• **CONSIGNAS**:
1) Indica si cada afirmación coincide con el texto sobre el Viernes Santo: (a) la crucifixión estaba reservada a esclavos, provincianos y criminales más bajos; (b) era habitual crucificar a ciudadanos romanos; (c) el grito «¡Crucifícale!» salió de una turba. Responde sí o no y cita literalmente las palabras que lo deciden.
2) Cita textualmente del texto sobre el Viernes Santo todo lo que va desde "La muerte en" hasta "de su irreverencia.".

• **FRAGMENTO PROPORCIONADO**:

Viernes Santo, el camino del perdón

La muerte en una cruz constituia una pena denigrante, tanto que estaba destinada sólo para los esclavos, los provincianos y los criminales más bajos. No era común, por ejemplo, que se crucificara a un ciudadano romano; ellos tenían derechos que los protegían para no recibir esa muerte. Pero Jesús, siendo judío, y habiendo atentado con sus enseñanzas contra las más preciadas instituciones religiosas y políticas, tanto romanas como judías, fue condenado al vilipendio de la cruz. ¡Crucifícale!, fue el grito enfurecido de una turba de fanáticos que creían que Jesús debía morir a causa de su irreverencia.

• **FILAS DE DATOS**:

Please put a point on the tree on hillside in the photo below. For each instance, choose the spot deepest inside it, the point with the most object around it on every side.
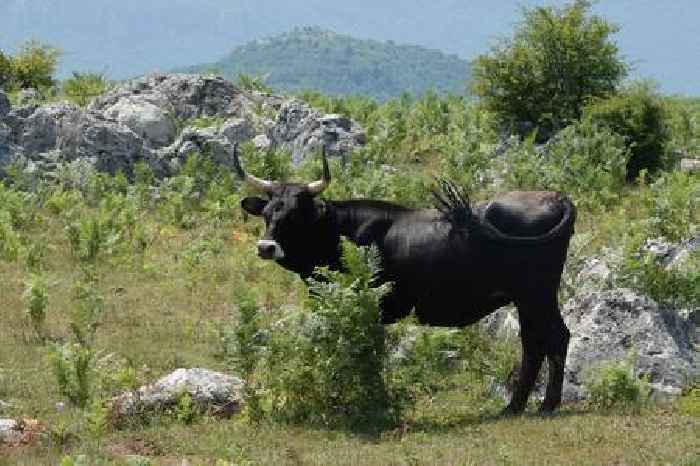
(5, 70)
(34, 66)
(557, 59)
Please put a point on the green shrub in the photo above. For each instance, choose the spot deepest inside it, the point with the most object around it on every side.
(73, 367)
(333, 372)
(34, 66)
(683, 123)
(243, 346)
(81, 88)
(557, 59)
(638, 114)
(584, 161)
(10, 240)
(645, 273)
(253, 83)
(615, 385)
(267, 164)
(36, 296)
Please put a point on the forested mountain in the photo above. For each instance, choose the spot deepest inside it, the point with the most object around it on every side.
(314, 58)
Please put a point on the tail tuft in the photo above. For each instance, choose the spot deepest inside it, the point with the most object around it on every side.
(453, 202)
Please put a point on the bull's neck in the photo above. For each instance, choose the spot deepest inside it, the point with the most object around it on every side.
(361, 221)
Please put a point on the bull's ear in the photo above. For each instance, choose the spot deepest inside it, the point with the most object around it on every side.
(253, 205)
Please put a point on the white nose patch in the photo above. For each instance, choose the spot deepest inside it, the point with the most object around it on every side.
(279, 252)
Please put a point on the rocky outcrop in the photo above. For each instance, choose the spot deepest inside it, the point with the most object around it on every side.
(671, 255)
(161, 119)
(211, 391)
(150, 122)
(18, 432)
(616, 324)
(4, 104)
(301, 129)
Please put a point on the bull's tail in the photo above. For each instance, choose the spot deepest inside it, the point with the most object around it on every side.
(453, 202)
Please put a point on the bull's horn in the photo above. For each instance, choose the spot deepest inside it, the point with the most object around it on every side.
(317, 187)
(263, 185)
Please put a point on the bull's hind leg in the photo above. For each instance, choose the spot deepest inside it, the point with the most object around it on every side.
(532, 338)
(556, 347)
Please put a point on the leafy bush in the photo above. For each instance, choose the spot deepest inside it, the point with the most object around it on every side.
(543, 75)
(73, 366)
(615, 385)
(253, 83)
(683, 122)
(34, 66)
(638, 114)
(583, 160)
(81, 88)
(37, 298)
(10, 240)
(333, 372)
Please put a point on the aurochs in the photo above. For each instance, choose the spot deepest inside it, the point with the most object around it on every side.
(454, 264)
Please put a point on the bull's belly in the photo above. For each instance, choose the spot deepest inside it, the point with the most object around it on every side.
(440, 307)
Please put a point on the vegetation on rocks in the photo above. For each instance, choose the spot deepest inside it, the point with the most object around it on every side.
(335, 64)
(109, 281)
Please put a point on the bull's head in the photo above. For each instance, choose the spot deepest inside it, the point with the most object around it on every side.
(295, 234)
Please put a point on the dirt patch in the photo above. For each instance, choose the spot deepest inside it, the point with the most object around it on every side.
(135, 446)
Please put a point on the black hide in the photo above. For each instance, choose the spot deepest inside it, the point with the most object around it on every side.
(451, 272)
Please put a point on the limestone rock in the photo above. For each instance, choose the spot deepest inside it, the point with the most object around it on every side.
(28, 96)
(208, 389)
(671, 255)
(609, 325)
(188, 95)
(151, 122)
(5, 105)
(43, 129)
(302, 130)
(112, 146)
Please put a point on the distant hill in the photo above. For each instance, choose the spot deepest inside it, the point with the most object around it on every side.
(314, 58)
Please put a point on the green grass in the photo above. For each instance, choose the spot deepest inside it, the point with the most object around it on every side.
(162, 313)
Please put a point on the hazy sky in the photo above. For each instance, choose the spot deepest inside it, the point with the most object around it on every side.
(129, 37)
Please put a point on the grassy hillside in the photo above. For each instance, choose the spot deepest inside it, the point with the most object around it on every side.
(154, 281)
(312, 58)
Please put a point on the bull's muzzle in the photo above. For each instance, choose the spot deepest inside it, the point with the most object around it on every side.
(269, 249)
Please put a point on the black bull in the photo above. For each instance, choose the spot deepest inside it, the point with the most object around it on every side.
(453, 265)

• **RESPUESTAS REDACTADAS**:
1)
(a) Sí: «estaba destinada sólo para los esclavos, los provincianos y los criminales más bajos».
(b) No: «No era común, por ejemplo, que se crucificara a un ciudadano romano».
(c) Sí: «fue el grito enfurecido de una turba de fanáticos».

2)
La muerte en una cruz constituia una pena denigrante, tanto que estaba destinada sólo para los esclavos, los provincianos y los criminales más bajos. No era común, por ejemplo, que se crucificara a un ciudadano romano; ellos tenían derechos que los protegían para no recibir esa muerte. Pero Jesús, siendo judío, y habiendo atentado con sus enseñanzas contra las más preciadas instituciones religiosas y políticas, tanto romanas como judías, fue condenado al vilipendio de la cruz. ¡Crucifícale!, fue el grito enfurecido de una turba de fanáticos que creían que Jesús debía morir a causa de su irreverencia.